Task requirements –
Will you quote the records below word for word, everything from the line containing "Note: mark the woman's" down to the line containing "pixel 446 79", with both of those lines included?

>> start Extracted entries

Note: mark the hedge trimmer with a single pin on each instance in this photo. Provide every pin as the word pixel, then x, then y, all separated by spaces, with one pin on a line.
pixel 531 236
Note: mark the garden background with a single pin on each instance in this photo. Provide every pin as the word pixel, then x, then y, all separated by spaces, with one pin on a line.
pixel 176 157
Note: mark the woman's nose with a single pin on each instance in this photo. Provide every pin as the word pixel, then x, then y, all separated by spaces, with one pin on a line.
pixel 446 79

>> end Extracted entries
>> start Extracted entries

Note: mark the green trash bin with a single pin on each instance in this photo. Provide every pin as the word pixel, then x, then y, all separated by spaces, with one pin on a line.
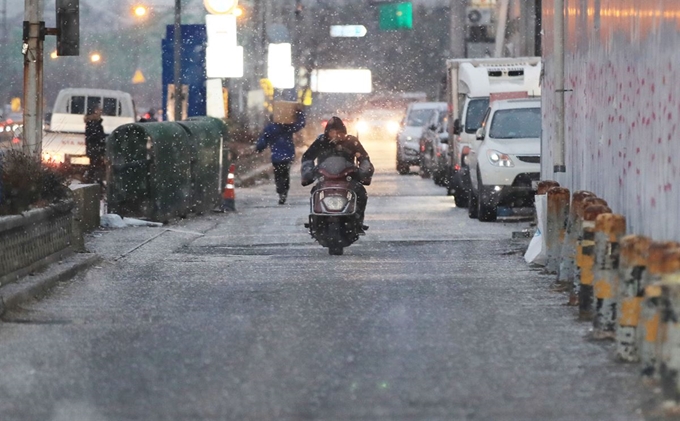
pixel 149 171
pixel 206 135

>> end Extracted entries

Exercise response –
Note: mark the woman's nose with a single pin on each instance in this photo. Provide every pin as the word pixel, then x, then y, all separated by spaces, with one pin on a line.
pixel 446 79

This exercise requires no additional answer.